Task description: Copy each of the following entries line for line, without changing anything, and omit the pictures from your copy.

** start Working data **

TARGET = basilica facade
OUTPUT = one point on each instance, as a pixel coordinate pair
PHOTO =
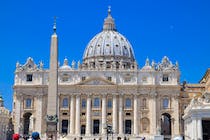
(106, 96)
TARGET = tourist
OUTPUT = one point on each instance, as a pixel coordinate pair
(15, 137)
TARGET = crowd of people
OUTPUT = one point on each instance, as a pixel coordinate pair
(34, 136)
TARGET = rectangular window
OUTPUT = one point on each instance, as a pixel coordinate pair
(109, 78)
(65, 103)
(28, 103)
(64, 128)
(96, 103)
(109, 104)
(127, 126)
(82, 129)
(83, 78)
(83, 103)
(96, 125)
(165, 78)
(165, 103)
(29, 77)
(128, 103)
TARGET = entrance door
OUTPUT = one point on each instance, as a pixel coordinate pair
(26, 122)
(83, 130)
(166, 126)
(206, 130)
(64, 127)
(96, 125)
(127, 126)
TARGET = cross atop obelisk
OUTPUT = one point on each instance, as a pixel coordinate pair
(52, 103)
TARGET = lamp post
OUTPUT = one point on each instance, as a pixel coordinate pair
(108, 131)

** end Working data **

Solution to this problem:
TARGET = basilica facade
OUTPUT = one point on each instance, as a pixel coordinate pair
PHOTO =
(106, 96)
TARGET = tourist
OUTPUT = one point on each instance, as a pixel coordinate pair
(15, 137)
TARGET = crowd of people
OUTPUT = one point on each instance, as a pixel coordinate pair
(34, 136)
TARGET = rectangular window
OUTPUT = one point on each instance, as a pixel coordinate pair
(109, 78)
(65, 103)
(28, 103)
(64, 128)
(96, 103)
(109, 104)
(127, 126)
(82, 129)
(83, 78)
(83, 103)
(96, 125)
(165, 78)
(165, 103)
(29, 77)
(128, 103)
TARGET = entrance door
OUTPUT = one point on each instance, as a pixel coordinate pair
(26, 122)
(83, 130)
(166, 126)
(206, 130)
(64, 127)
(96, 125)
(127, 126)
TARGET = cross atop obelisk
OUTPUT = one point on each instance, as a pixel coordinate pair
(52, 103)
TARGET = lamp post
OUTPUT = one point on each instance, as a pixel coordinate pair
(108, 131)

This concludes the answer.